MATERIAL TO PROCESS>
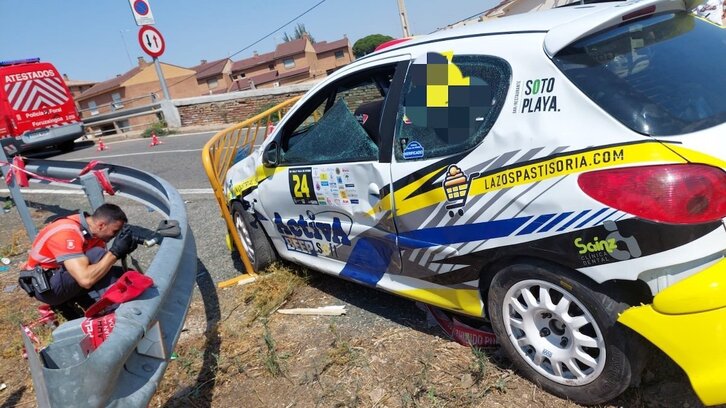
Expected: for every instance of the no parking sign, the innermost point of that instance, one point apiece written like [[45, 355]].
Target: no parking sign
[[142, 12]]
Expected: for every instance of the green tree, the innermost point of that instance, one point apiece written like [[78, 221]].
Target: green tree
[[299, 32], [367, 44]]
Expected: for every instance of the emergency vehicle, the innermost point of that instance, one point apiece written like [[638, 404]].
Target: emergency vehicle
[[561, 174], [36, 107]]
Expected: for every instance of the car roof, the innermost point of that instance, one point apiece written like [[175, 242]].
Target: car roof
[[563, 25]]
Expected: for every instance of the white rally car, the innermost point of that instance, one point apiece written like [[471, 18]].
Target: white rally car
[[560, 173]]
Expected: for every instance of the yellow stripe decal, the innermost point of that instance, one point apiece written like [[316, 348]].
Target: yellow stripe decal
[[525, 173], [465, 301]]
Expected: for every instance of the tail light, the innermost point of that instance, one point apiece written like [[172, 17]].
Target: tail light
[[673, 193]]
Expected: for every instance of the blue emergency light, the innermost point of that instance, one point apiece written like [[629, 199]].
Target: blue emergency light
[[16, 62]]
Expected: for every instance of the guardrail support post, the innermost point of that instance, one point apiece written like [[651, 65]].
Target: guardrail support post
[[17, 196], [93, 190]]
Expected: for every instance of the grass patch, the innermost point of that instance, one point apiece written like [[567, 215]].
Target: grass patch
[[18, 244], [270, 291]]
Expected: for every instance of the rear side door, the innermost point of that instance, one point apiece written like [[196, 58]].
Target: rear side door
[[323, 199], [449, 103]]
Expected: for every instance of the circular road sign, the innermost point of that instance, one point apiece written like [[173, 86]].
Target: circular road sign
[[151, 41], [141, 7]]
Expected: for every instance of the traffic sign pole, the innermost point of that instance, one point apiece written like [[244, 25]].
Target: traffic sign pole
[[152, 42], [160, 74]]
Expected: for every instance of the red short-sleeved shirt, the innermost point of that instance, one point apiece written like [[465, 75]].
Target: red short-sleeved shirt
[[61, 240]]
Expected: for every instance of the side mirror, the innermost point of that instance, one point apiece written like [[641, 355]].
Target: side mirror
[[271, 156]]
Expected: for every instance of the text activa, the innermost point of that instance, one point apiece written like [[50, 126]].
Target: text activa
---
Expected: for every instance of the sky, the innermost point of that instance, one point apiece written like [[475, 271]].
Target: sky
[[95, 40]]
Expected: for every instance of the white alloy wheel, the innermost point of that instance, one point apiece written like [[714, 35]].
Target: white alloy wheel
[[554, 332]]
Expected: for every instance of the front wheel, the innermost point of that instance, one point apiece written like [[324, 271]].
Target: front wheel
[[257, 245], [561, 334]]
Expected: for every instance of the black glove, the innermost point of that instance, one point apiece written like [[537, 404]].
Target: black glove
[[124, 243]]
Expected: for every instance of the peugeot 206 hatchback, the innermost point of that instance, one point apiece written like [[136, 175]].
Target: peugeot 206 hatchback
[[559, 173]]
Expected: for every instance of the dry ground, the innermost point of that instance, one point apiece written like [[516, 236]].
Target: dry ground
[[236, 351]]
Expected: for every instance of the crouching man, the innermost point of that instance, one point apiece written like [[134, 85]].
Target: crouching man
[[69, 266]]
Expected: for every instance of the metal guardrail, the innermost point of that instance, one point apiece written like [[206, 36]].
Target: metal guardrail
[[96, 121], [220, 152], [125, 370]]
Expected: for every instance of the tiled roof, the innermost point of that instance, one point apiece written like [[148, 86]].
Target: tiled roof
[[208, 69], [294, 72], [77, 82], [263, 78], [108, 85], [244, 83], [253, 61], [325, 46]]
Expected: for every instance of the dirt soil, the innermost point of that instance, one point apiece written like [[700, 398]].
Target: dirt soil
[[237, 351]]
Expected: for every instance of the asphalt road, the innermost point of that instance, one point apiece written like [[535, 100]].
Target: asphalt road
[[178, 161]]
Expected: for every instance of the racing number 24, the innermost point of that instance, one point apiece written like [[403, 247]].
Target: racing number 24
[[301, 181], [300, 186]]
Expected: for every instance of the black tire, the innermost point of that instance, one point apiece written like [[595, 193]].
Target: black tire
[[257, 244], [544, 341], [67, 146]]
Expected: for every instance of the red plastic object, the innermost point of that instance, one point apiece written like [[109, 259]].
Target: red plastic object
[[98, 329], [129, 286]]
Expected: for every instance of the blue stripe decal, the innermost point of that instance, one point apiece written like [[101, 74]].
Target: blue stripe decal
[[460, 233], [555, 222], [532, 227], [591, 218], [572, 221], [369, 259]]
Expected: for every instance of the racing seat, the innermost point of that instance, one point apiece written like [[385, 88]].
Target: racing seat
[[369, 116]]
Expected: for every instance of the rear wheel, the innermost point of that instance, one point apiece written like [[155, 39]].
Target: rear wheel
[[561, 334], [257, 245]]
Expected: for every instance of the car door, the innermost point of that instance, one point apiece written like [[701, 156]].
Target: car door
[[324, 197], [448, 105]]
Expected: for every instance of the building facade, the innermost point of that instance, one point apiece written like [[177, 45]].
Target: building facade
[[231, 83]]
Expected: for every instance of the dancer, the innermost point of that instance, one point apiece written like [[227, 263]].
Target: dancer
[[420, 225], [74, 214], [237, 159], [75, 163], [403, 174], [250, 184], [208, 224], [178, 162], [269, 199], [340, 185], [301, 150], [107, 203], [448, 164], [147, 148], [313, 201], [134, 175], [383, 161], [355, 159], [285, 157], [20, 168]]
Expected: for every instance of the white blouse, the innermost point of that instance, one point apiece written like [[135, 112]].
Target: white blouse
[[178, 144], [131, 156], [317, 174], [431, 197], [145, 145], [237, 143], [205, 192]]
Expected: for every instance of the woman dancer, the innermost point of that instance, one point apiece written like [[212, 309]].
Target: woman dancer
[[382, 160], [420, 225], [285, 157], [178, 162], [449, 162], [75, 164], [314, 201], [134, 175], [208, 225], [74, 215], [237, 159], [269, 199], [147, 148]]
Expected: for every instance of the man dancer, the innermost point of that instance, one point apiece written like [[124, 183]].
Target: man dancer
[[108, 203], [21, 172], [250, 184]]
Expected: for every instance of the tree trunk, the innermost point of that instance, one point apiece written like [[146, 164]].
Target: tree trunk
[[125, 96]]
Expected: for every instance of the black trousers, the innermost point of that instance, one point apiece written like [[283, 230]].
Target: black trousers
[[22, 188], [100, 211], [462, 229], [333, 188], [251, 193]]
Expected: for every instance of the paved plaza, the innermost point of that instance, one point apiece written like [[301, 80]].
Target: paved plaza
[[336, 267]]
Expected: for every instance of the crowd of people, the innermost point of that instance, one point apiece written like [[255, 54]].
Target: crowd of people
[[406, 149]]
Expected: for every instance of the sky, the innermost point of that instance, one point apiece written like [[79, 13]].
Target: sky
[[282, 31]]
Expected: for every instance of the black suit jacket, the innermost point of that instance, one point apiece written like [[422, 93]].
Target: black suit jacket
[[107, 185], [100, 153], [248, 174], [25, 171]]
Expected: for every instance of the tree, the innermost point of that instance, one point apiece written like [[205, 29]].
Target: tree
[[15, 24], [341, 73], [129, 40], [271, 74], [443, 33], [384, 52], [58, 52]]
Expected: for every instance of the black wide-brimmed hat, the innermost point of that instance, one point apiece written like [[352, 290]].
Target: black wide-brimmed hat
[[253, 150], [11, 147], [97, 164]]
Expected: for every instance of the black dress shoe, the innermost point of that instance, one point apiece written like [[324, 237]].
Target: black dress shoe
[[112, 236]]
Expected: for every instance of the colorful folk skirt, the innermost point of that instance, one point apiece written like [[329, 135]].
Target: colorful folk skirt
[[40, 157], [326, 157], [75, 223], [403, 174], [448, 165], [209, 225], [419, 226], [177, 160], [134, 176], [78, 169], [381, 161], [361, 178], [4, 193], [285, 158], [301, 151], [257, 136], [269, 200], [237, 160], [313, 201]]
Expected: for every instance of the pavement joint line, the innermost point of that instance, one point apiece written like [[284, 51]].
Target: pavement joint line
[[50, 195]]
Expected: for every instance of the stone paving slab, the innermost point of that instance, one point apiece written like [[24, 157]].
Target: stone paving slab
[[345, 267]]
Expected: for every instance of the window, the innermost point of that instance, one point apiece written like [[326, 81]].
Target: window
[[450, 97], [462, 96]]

EXERCISE TASK>
Rewrite the part of the material that opens with the line containing "Expected: for every instance of the black suit" and closes with the line containing "[[345, 267]]", substituting "felt hat" for "wide-brimmed hat" and leaving everything else unchanged.

CORRECT ANSWER>
Expected: for every instance of the black suit jacket, the innermost point of that instance, one point apiece written like [[422, 93]].
Target: black suit jacket
[[107, 185], [100, 153], [248, 174], [25, 171]]
Expected: for every instance of the tree, the innermost point of that instance, one point apiece written like [[205, 29]].
Target: tree
[[15, 24], [341, 73], [129, 40], [271, 74], [443, 33], [384, 52], [58, 52]]
Expected: for every instance of the black felt hat, the innermost point of that instance, one point apiece written like [[352, 290]].
Target: black felt hat
[[253, 150], [11, 147], [97, 164]]
Expected: for every instance of the black dress shoe, the innermost point of that instance, one point apiece written like [[324, 237]].
Target: black dress shoe
[[112, 236]]
Expected: for every instance of the colorful folk skirt, the innermost point of that instance, one point apiece written like [[329, 135]].
Target: colorful folk skirt
[[40, 157], [326, 157], [75, 223], [403, 174], [448, 165], [209, 225], [419, 226], [177, 160], [134, 176], [78, 169], [381, 161], [361, 178], [4, 193], [285, 158], [301, 151], [257, 136], [269, 200], [237, 160], [313, 201]]
Expected: for every instance of the pavement joint line, the innermost point of that instance, one point apiece written like [[284, 51]].
Target: pavement joint line
[[50, 195]]
Expected: for every instance of the stone paving slab, the innermost point of that instance, one point apiece written like [[24, 157]].
Target: stone paving slab
[[345, 267]]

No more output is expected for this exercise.